● Exercise requirements
Output the records in full, exactly as given.

Saved data entries
>>>

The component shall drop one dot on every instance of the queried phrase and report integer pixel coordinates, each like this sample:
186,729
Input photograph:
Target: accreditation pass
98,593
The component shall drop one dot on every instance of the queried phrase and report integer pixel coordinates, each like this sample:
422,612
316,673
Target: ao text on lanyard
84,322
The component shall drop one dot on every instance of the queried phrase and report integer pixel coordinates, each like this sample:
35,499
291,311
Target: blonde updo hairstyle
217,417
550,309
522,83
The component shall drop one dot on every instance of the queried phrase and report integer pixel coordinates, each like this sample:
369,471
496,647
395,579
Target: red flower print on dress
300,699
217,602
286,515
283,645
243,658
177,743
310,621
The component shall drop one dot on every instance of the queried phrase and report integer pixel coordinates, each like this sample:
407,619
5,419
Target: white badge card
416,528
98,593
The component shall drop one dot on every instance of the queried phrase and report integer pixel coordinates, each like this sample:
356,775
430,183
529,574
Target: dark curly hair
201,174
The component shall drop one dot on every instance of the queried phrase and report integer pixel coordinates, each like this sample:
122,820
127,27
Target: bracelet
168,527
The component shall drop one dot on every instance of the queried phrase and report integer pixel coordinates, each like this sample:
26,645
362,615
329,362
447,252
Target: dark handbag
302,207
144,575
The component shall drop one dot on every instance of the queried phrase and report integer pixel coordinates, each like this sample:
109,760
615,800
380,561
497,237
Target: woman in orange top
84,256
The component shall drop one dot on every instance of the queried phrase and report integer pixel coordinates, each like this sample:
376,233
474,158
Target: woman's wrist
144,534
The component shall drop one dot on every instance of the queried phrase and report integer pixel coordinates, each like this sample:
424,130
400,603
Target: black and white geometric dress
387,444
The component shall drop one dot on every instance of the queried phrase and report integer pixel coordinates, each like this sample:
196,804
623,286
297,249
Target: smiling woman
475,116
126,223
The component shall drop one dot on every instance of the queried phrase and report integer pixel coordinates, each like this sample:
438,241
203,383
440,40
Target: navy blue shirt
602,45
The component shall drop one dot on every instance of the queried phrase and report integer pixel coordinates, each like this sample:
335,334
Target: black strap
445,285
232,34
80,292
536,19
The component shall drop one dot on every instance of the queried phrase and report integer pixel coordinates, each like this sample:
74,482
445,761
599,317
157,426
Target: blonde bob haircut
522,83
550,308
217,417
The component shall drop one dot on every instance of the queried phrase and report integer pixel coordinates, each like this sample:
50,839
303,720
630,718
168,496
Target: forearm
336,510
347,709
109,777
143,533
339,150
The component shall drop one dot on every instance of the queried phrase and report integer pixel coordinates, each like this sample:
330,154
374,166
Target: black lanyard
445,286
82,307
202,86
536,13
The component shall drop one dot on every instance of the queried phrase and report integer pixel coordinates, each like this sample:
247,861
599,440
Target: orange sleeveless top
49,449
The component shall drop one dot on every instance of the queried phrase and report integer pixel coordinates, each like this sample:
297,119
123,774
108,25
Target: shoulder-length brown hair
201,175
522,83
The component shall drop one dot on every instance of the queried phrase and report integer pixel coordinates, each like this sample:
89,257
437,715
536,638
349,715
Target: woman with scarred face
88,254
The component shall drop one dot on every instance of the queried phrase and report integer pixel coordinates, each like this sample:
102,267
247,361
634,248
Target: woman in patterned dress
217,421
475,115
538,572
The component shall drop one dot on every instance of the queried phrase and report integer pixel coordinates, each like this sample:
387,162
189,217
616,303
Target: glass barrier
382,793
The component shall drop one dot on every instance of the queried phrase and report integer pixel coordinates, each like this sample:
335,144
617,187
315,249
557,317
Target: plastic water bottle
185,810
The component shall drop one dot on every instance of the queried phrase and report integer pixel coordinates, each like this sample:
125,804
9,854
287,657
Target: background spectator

<<<

● Exercise response
The component shall drop one dot on every instance of the queried phrase and report integer pixel coordinates, each like this sample:
186,729
Input photograph:
Target: accreditation pass
98,593
The component shall drop one dot on every instance of the queried phrase and report integer pixel coordinates, each like this sample:
422,612
316,673
Target: ao text on lanyard
84,322
The component shall drop one dot on every instance of the queried phrase and report integer pixel coordinates, each like this sample:
35,499
291,311
Target: blonde updo hairstyle
217,417
550,309
522,83
The component shall drop one dot on every instance of the queried phrase and report integer pixel coordinates, each like this sample:
369,471
496,647
395,579
Target: red flower print on dress
300,699
217,602
286,515
283,645
243,658
177,743
310,621
The component shall drop one dot on every instance of the queried phrase and report integer pixel coordinates, each like this sample:
407,619
5,419
Target: white badge card
416,528
98,593
The component shall drop one dot on every instance of the queried phrase and report integer pixel coordinates, each like this sample:
356,775
430,183
529,574
Target: dark curly hair
201,174
The component shall drop one dot on every instance of the queried phrase and report integer pixel coordinates, each like this sample:
122,820
127,27
Target: bracelet
168,527
The component shall drop one dot on every instance of the queried phrase and report integer pixel coordinates, each like this sample:
26,645
362,615
329,362
447,252
Target: dark handbag
302,207
144,575
The component shall drop one dot on every instance of the queried phrase and report integer pixel coordinates, each like this sample:
109,760
615,800
380,561
497,237
Target: woman in orange top
84,256
The component shall drop one dot on every instance of the queried phrase and report integer pixel coordinates, each like this sample:
376,233
474,158
Target: woman's wrist
144,534
The component shall drop one dot on every instance of the queried phrase and report integer pixel coordinates, each like this sample:
424,130
400,603
Target: black and white geometric dress
387,444
The component shall drop one dot on every instance of the queried phrase and report integer pixel coordinates, each like this sample:
196,804
623,286
297,249
Target: smiling woman
475,116
126,223
The component shall drop one dot on every instance of the queried phrase and report integer pixel coordinates, each like this sample:
438,241
203,383
440,40
Target: navy blue shirt
602,45
The component shall drop one dot on every instance of the queried phrase and report integer pixel coordinates, each like this sample:
335,334
Target: black strap
445,285
232,34
80,292
536,19
The component shall drop one dot on every instance of the queried phrase and report integer pixel coordinates, each like this sample:
74,482
445,761
599,317
157,426
Target: blonde bob haircut
522,83
550,308
217,417
The component shall drop one dot on every instance of the queried phrase and report integer pixel coordinates, each like this sample:
50,839
303,720
630,718
168,496
Target: forearm
336,510
347,709
109,777
143,533
339,150
The component shall drop one dot on every instance of the queried phrase and report integer pixel coordinates, each like this sample:
330,154
374,166
Target: black lanyard
445,286
82,307
202,86
536,13
The component shall drop one dot on every instance of the queried phrase and report integer pixel coordinates, each like this sample:
247,861
599,440
Target: orange sleeveless top
49,449
The component shall drop one dot on every instance of the queried phrase and report integer pixel coordinates, each like this sample:
297,119
123,774
108,25
Target: shoulder-length brown hair
201,175
522,83
The component shall drop one dot on every instance of the queried phrase and report integer pixel coordinates, each like this sample:
89,257
437,715
536,638
349,715
Target: woman with scarred face
88,254
The component shall drop one dot on every instance of the queried phrase and report integer pixel coordinates, each like this sample:
102,267
247,361
634,248
Target: woman in patterned dress
217,421
475,115
538,572
The component shall drop one dot on every instance of the queried phrase and report integer pixel coordinates, each like this sample:
387,162
189,217
616,303
Target: glass barrier
382,793
The component shall drop one dot on every instance of the queried phrase and report integer pixel coordinates, each like this sample:
335,144
617,187
315,249
557,317
Target: plastic water bottle
185,810
The component shall drop one dot on every instance of the queried phrase and report integer pixel coordinates, each like this sample:
125,804
9,854
287,657
Target: background spectator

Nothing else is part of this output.